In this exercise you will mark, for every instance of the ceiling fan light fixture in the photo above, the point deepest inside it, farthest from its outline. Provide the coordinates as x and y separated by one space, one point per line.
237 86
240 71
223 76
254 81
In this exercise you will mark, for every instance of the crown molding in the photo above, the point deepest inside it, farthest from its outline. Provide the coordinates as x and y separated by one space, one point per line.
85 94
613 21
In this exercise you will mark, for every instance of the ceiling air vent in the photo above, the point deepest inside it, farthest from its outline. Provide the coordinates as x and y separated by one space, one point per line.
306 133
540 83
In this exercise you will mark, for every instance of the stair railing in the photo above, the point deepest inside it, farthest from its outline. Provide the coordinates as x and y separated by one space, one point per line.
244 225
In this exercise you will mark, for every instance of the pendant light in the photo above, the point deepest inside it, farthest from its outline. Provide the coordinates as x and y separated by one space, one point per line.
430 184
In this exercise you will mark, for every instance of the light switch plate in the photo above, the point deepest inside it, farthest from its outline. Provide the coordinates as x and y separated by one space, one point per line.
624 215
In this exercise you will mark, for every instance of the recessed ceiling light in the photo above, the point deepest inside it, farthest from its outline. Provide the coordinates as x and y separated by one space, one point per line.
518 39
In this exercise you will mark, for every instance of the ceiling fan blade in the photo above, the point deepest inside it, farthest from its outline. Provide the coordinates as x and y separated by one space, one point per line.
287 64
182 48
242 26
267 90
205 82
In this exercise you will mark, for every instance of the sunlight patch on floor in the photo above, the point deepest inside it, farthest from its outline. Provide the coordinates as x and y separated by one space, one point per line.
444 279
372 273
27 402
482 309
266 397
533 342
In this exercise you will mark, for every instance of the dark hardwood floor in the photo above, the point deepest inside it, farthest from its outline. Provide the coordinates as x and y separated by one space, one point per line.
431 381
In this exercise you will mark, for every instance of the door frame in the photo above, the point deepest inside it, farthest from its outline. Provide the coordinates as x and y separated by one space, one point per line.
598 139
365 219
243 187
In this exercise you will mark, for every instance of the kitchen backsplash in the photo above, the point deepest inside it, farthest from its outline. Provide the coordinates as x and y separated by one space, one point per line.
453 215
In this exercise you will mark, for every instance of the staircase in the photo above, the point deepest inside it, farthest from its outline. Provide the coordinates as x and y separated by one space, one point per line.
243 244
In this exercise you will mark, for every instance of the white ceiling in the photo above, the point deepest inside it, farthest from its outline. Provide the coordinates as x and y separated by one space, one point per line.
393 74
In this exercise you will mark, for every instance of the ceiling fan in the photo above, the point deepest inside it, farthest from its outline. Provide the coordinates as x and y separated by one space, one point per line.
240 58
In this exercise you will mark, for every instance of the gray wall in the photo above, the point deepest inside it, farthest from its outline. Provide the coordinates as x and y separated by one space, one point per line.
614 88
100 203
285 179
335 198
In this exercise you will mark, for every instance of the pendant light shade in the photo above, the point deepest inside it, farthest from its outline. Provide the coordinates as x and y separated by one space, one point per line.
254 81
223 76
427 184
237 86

_____

=== YOUR OBJECTIVE ===
Quote every row above word for word, without changing anything.

=== SOLUTION FOR THIS TASK ===
In this exercise you will mark, for every instance of the ceiling fan light fixture in the photo above, the point deepest inside it, farthest from its outline. Provide the coordinates as x and y separated by one space, one point per line.
237 86
240 71
223 76
254 81
In this exercise you will mark, for every instance of the crown molding in the photo above, the point deepest inside it, farthest from its outline. Provide the coordinates as x and y separated by one space, one point per line.
85 94
613 21
In this exercise you will mark, for every instance of the ceiling air vent in the photo above, the point deepest inside it, farthest from its outline. Provide the coordinates as x and y separated by one space, one point per line.
306 133
540 83
In this exercise you will mark, for every instance of the stair railing in the photo above, the point deepest inside it, farthest from its outline. Provide the coordinates as x and y separated by one space, one point per line.
244 225
In this exercise you will mark, for every instance of the pendant light in the photo above, the point deepest inside it, farthest from its outline. Provide the coordinates as x and y separated by one space, one point per line.
430 184
In this exercise you will mark, for every instance of the light switch plate in the photo above, the point deepest inside it, farthest from its outline. Provide the coordinates as x and y separated by one space, one point per line.
624 215
In this exercise you will mark, for every instance of the recessed ceiling light in the photo above, the point deepest inside it, farthest from its outline. Provide the coordinates as x and y separated by one space, one point per line.
518 39
In this exercise you will mark, for every instance of the ceiling fan blade in the photo above, the point deepest inside it, farthest from its outline. Provide the coordinates as x and y separated by one space, one point per line.
287 64
182 48
242 26
267 90
205 82
In this exercise you will mark, for every instance of the sunlight patch on floor in the photo above, the point deepest inside it, farthest from its outline. Provide the coordinates as x and y separated by one space, one point per line.
444 279
372 273
27 402
482 309
266 397
533 342
In this exercise you will mark, for every instance of the dark hardwood floor in the photo above, the point deepest inside it, farthest from its outline. Provide the coordinates as x and y separated by one space, one point per line.
431 381
In this exercise you will mark, for every instance of the door frame in the photo above, the point deepest inside it, farthest from its outline. Provide the coordinates as x and y separated by one space, one point per line.
598 139
365 219
243 187
In this exercise you will mark, for every instance of the kitchen backsplash in the photo above, the point deepest inside it, farthest from its outline. Provide the coordinates as x and y separated by one space, one point per line.
453 215
In this exercise you will mark, for every instance of the staircase in the photo above, the point deepest inside it, farthest from its outline. Provide the coordinates as x and y separated by one space, one point per line.
243 244
In this exercise you will mark, for every instance of the white ceiling in the photo above, the point deepest inside it, farthest from its outline. Provide the coordinates as x and y separated by one space, one point per line.
393 74
In this exercise you will mark, for every instance of the ceiling fan in the photo above, the point deepest inside it, farthest from its outline. Provide the coordinates as x and y separated by one space, one point per line.
240 58
In this exercise you will mark, for every instance of the gray wall in the photo above, the point deepest inside it, farthest from its outline. Provide the coordinates as x and y separated by one space, one point per line.
614 88
100 203
285 179
335 198
In this exercise you will mark, for every instance of the pendant light shade in the photo above, the point deepest inside it, farthest from its outline. Provide the coordinates as x and y separated by one space, one point per line.
254 81
223 76
427 184
237 86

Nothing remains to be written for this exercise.